* [What is expected]: Below are some records. Print exactly the lines between the one holding "point_to SHOULD place one pin on every instance of the utility" and the one holding "point_to SHOULD place one pin on every instance of the chimney", inclusive, and nothing else.

* [Data for analysis]:
################

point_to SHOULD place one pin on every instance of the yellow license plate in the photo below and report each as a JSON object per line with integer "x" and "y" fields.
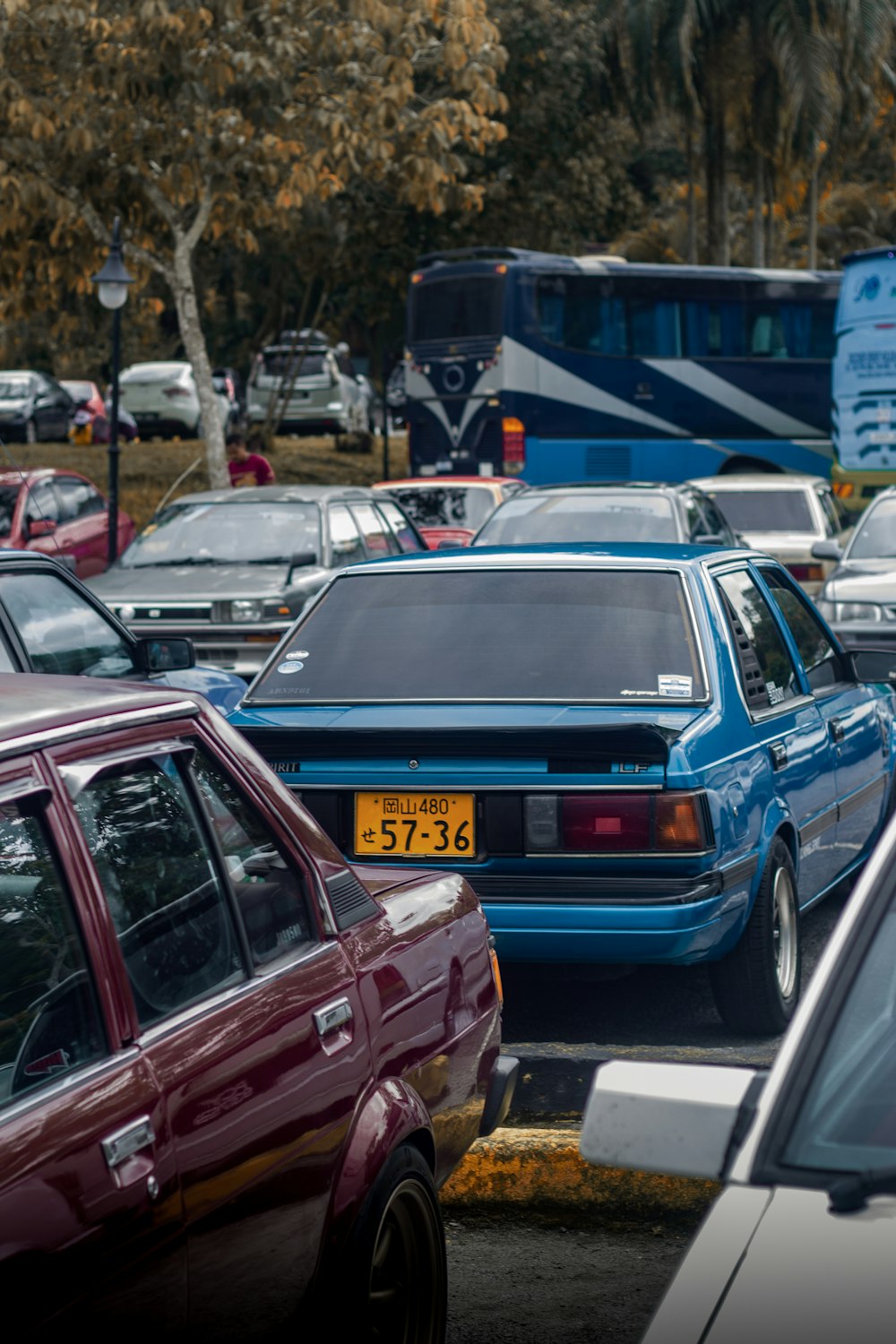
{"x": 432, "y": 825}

################

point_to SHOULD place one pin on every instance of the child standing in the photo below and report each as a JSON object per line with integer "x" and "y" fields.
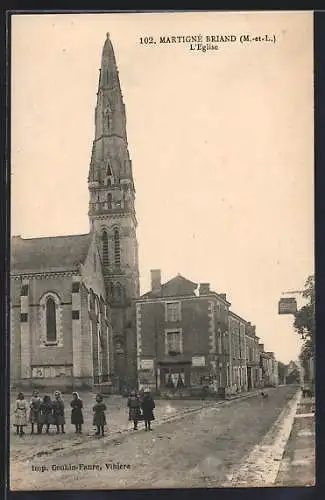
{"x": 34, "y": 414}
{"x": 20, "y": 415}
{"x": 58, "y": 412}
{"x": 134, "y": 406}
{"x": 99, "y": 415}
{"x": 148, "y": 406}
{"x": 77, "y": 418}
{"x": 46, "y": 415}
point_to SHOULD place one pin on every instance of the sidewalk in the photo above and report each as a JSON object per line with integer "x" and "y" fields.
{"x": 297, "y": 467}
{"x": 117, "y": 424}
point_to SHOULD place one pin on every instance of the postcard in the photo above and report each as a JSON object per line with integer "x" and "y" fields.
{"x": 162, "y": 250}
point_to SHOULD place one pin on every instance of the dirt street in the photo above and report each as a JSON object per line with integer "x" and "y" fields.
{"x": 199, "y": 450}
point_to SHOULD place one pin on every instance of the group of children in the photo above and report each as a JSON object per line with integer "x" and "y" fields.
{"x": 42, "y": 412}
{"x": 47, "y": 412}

################

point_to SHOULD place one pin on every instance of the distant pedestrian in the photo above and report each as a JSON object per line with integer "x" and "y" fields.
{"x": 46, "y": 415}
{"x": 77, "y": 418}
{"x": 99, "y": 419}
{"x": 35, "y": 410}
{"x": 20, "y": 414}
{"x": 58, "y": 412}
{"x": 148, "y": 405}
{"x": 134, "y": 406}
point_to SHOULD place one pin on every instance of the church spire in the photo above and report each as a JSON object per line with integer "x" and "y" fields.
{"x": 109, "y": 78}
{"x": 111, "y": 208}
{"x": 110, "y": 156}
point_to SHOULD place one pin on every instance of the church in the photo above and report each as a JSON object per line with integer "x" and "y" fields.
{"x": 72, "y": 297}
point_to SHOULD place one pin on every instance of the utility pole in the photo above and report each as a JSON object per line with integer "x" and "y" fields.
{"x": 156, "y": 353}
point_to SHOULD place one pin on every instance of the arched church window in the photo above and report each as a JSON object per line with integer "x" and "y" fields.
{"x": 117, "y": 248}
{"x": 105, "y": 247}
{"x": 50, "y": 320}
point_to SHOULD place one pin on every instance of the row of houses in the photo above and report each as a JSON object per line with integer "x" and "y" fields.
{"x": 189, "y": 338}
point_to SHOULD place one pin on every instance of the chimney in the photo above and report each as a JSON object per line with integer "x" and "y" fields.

################

* [Reply to the exercise]:
point_to SHOULD place one pin on every instance of the utility pole in the photo above and report each as a JSON object per line with integer "x" and "y" fields.
{"x": 156, "y": 353}
point_to SHOULD place one pin on every instance of the arched church window in the photo above and report each as a JSON object per line with integer "x" and "y" fields.
{"x": 117, "y": 248}
{"x": 105, "y": 247}
{"x": 50, "y": 320}
point_to SHOULD place one pin on every instance of the row of houses in the photo above and report each as a JSON object per line with integer "x" and "y" fields.
{"x": 189, "y": 338}
point_to SHOULD place one pin on every instance of the chimney in the photo above and report each as a JSON object per line with integer "x" and "y" fields.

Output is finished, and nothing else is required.